WHAT THIS TASK INVOLVES: Reproduce the listing that follows word for word, without its pictures.

Segment Start: RECORDED INFORMATION

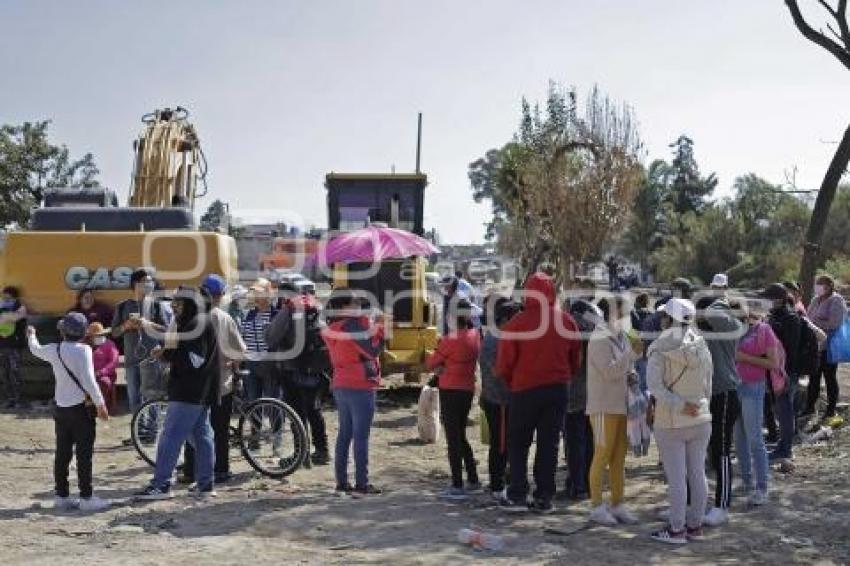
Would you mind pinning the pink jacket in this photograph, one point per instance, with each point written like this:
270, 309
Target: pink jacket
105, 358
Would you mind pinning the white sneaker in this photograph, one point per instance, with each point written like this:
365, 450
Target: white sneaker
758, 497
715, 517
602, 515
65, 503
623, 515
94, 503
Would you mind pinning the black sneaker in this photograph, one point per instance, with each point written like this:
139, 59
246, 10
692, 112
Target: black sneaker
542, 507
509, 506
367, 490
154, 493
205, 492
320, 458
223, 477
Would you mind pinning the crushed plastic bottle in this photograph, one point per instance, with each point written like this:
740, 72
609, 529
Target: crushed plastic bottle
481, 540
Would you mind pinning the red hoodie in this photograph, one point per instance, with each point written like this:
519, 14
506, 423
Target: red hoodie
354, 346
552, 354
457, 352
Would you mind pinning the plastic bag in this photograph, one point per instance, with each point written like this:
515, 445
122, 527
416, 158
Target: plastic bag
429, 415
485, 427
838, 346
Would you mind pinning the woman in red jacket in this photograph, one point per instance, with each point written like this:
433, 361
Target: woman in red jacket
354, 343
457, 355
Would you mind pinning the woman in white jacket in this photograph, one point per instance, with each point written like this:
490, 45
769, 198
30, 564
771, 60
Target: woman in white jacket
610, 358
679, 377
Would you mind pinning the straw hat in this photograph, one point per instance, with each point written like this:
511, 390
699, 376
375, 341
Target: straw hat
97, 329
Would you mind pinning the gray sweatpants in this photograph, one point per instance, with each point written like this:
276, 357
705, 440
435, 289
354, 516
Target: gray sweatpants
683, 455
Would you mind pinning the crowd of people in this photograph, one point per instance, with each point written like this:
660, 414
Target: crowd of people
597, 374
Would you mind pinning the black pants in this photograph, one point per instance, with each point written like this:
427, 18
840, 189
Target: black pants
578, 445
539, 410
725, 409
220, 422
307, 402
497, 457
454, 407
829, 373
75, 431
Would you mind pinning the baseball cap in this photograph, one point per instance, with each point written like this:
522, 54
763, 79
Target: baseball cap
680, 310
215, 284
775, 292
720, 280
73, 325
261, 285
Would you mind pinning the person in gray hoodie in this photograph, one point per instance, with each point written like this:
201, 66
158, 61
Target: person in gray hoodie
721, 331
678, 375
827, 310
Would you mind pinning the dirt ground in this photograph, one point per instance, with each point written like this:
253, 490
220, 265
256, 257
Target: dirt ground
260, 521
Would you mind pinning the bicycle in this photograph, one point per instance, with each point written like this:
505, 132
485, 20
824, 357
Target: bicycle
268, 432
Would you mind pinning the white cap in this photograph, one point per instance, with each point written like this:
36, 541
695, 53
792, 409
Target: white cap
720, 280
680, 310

Segment End: RECORDED INFORMATION

TASK RESPONSE:
Would you mind pinning the pink jacket in this photograph, one point per instance, with each point written like this:
270, 309
Target: pink jacket
105, 358
Would you mind pinning the white sneaker in this photograph, one point per instance, with each point written like this:
365, 450
Target: white sneaker
758, 497
715, 517
602, 515
65, 503
623, 515
94, 503
Would you mind pinning the black sneaker in this photograph, one point per instance, with each point written like this:
139, 59
246, 10
692, 112
Target: black sneaker
542, 507
509, 506
367, 490
154, 493
205, 492
320, 458
223, 477
Would you mind pinning the crushed plastic bottle in this photograph, one point per instance, with each point written like this:
740, 72
609, 529
Target: crushed plastic bottle
481, 540
Would you mind pinning the red hoodie in this photograph, one point per instance, with each point written like this:
519, 14
506, 423
Target: red hoodie
354, 346
552, 354
457, 352
Would you mind pinning the plastic bag in this photograph, one point per instance, with each point written like this:
515, 445
122, 527
416, 158
Target: plastic bag
429, 415
485, 427
838, 346
Would you mind pinning the woman in red jacket in this photograph, one point per instance, with each point written like this:
433, 361
Target: woman in red jacket
354, 343
457, 355
Would you mind pinning the woman in white jacket in this photograph, one point per instance, with each point written like this:
490, 45
769, 198
30, 564
771, 60
Target: woman in white jacket
610, 358
679, 377
Would you mind pinning the straw hat in this photograph, one point per instance, with each point written like this:
511, 390
699, 376
375, 341
Target: straw hat
97, 329
Would you mind pinning the gray sweatpants in this photograph, one point per instance, with each point written like this:
276, 357
705, 440
435, 289
354, 516
Target: gray sweatpants
683, 455
Would you mind pinning the crowd of people in this photograph, one point per instance, with each point written like this:
660, 414
Target: crowd of people
597, 374
Would you mind pinning the black pants in this photograph, one point per instance, with each point written like this:
427, 18
840, 189
Target: black pants
578, 445
539, 410
725, 409
220, 422
307, 402
497, 457
454, 407
829, 373
75, 431
Would you mind pinning the baseball cap in this photograph, one point per instance, with each point written like this:
522, 54
763, 79
Target: baseball cap
680, 310
215, 284
775, 292
720, 280
73, 325
261, 285
Would you mind pinning the person in gray hoodie in this photograph, one point per instance, with each point written like this:
201, 66
158, 61
Target: person in gray hoodie
721, 331
678, 375
827, 310
Would you mind pinning the dirt ground in this photograph, one point per instance, with each point written like this:
253, 490
220, 265
256, 257
Target: dirt ground
260, 521
Would you mind pinning the bicycle in this photograph, one point per instance, with each point written like this:
505, 132
485, 20
824, 357
Target: bicycle
268, 432
Would you mind pinning the white cap in this photograph, one point per instance, with each point written like this:
36, 541
695, 53
792, 409
Target: white cap
720, 280
680, 310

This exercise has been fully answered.